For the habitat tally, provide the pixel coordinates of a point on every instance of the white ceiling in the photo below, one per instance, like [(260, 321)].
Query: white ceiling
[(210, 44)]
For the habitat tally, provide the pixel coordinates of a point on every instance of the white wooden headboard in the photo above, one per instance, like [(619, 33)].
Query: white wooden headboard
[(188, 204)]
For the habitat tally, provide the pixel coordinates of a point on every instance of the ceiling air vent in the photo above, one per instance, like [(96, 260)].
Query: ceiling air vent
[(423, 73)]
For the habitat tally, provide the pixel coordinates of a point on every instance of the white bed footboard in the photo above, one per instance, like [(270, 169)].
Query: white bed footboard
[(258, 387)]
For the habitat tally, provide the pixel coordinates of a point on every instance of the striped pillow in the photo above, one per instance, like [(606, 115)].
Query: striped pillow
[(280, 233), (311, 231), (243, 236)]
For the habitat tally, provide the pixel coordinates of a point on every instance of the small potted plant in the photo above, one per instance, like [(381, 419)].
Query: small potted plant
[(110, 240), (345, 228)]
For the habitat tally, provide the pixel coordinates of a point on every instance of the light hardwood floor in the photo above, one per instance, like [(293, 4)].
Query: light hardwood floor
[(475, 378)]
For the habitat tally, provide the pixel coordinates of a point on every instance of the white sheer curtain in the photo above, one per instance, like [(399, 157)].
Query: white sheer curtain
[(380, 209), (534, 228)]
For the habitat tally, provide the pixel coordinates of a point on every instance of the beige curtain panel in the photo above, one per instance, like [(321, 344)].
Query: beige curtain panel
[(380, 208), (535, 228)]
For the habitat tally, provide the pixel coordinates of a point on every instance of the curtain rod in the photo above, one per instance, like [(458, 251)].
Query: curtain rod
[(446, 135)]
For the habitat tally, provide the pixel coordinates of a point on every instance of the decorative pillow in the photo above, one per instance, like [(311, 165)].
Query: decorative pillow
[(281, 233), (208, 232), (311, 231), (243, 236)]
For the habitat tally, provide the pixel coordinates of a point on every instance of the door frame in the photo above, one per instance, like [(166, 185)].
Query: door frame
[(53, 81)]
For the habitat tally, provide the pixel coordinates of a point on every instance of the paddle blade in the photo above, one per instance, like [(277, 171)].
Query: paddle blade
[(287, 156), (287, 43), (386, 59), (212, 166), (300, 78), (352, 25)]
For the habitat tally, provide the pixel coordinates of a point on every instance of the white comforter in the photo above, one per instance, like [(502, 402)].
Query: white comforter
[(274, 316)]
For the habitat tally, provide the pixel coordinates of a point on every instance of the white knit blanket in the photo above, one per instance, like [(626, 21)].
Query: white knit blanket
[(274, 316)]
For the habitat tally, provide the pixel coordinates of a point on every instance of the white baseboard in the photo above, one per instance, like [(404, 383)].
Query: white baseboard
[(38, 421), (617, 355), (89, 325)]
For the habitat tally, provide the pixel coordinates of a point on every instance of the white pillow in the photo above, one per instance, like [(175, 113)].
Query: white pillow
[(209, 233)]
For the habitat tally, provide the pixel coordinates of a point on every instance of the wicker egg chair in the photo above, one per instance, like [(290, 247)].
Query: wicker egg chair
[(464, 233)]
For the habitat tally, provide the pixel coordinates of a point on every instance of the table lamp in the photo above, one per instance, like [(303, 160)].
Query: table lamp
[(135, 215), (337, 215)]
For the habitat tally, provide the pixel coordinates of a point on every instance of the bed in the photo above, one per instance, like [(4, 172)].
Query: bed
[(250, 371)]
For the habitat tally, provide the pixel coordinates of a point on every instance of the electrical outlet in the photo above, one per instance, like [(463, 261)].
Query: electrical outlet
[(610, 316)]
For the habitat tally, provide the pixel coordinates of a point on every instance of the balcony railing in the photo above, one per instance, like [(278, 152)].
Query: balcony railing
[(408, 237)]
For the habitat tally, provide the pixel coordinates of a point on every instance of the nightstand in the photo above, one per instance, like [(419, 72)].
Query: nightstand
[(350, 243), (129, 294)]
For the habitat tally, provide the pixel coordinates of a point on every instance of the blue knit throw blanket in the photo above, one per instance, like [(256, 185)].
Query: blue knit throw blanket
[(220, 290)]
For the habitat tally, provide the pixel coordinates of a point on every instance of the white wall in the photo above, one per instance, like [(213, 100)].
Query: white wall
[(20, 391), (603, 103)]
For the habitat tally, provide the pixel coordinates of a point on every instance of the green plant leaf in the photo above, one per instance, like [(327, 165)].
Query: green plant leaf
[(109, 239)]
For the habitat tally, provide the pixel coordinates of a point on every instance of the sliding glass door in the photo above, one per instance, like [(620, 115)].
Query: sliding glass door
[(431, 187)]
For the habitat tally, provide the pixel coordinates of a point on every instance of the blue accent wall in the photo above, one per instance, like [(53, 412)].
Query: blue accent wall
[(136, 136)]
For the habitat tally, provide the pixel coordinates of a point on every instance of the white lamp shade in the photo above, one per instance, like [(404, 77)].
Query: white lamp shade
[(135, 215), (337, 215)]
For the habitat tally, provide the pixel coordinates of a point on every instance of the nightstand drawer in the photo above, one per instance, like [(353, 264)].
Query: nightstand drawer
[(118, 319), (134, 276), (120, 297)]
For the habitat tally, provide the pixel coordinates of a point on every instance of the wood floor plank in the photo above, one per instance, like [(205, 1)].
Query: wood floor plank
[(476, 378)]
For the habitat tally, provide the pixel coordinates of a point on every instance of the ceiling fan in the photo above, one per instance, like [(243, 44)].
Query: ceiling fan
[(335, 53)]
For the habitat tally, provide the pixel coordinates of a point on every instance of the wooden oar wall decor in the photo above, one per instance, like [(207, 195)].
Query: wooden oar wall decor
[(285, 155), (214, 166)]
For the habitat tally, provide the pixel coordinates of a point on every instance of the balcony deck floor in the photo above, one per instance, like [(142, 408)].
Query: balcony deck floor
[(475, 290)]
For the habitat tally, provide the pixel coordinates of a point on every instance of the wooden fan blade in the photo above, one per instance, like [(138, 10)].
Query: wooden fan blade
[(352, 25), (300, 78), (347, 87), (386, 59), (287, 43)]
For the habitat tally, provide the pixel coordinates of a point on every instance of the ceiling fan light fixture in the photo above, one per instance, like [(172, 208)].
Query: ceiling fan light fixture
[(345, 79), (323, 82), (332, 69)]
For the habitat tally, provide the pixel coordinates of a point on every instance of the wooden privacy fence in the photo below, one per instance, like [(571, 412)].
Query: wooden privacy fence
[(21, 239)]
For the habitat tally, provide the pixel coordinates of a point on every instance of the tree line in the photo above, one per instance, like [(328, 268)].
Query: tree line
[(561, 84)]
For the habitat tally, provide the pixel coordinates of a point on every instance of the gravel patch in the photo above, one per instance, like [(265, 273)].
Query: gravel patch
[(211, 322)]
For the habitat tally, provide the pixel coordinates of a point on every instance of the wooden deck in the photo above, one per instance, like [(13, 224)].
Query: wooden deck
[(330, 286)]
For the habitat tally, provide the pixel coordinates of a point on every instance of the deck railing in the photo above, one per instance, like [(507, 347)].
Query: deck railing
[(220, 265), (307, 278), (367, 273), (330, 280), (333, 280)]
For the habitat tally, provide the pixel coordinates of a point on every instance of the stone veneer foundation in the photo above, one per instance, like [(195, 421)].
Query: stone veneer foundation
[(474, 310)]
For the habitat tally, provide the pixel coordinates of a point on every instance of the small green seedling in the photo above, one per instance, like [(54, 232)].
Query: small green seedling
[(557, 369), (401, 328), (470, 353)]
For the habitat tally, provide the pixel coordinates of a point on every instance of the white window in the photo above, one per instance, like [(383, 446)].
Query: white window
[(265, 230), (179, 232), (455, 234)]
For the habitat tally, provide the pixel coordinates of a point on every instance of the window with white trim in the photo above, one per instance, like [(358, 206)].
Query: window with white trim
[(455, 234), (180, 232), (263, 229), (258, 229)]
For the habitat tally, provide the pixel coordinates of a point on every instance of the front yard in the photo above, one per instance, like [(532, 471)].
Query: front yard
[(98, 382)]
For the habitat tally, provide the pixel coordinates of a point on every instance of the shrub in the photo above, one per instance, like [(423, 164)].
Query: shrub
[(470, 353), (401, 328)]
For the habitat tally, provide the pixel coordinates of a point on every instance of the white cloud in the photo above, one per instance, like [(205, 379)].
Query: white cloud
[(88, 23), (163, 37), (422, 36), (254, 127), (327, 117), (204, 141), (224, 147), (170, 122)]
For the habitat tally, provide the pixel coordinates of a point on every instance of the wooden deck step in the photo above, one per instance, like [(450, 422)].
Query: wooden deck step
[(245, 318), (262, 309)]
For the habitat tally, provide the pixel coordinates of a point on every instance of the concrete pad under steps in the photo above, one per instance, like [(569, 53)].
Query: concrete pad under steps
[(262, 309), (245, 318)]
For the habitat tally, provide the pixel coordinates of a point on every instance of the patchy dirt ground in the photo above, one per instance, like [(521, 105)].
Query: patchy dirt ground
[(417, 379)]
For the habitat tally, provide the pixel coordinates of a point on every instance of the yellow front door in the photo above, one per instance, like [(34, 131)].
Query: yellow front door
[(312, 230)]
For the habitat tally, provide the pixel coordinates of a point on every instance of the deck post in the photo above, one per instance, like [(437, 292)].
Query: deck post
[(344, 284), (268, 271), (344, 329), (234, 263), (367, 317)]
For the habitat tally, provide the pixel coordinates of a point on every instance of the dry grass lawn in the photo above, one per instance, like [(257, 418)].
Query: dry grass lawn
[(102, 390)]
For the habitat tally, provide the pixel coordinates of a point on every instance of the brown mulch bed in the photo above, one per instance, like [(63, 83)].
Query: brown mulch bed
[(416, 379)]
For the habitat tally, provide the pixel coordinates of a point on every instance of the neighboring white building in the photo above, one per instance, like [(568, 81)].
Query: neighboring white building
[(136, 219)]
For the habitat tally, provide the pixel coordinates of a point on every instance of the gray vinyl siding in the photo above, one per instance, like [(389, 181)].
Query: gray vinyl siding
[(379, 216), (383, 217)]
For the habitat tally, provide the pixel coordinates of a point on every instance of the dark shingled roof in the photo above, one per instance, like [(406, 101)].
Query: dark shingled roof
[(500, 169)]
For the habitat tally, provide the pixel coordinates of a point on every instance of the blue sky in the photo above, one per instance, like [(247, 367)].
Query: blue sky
.....
● **OBJECTIVE**
Number the lines of the material above, from its first line through the line containing "[(280, 233), (311, 231), (243, 236)]", as a list, with blank lines left out.

● **RESPONSE FOR THIS EXERCISE**
1. For the habitat tally, provide the pixel coordinates of a point on every instance of the white ceiling in the photo below, one per instance, like [(260, 321)].
2. Query: white ceiling
3. [(210, 44)]
4. For the habitat tally, provide the pixel coordinates of a point on every instance of the white wooden headboard in the photo above, one per instance, like [(619, 33)].
5. Query: white wooden headboard
6. [(188, 204)]
7. For the habitat tally, provide the pixel coordinates of a point on every instance of the ceiling air vent in the photo above, one per instance, like [(96, 260)].
8. Query: ceiling air vent
9. [(423, 73)]
10. For the habitat tally, provide the pixel coordinates of a point on every instance of the white bed footboard in the photo above, one per instance, like [(270, 169)].
11. Query: white bed footboard
12. [(258, 387)]
13. For the habitat tally, provide the pixel coordinates of a point on every instance of the striped pillow in the photo above, one per instance, like [(606, 115)].
14. Query: striped pillow
15. [(280, 233), (311, 231), (243, 236)]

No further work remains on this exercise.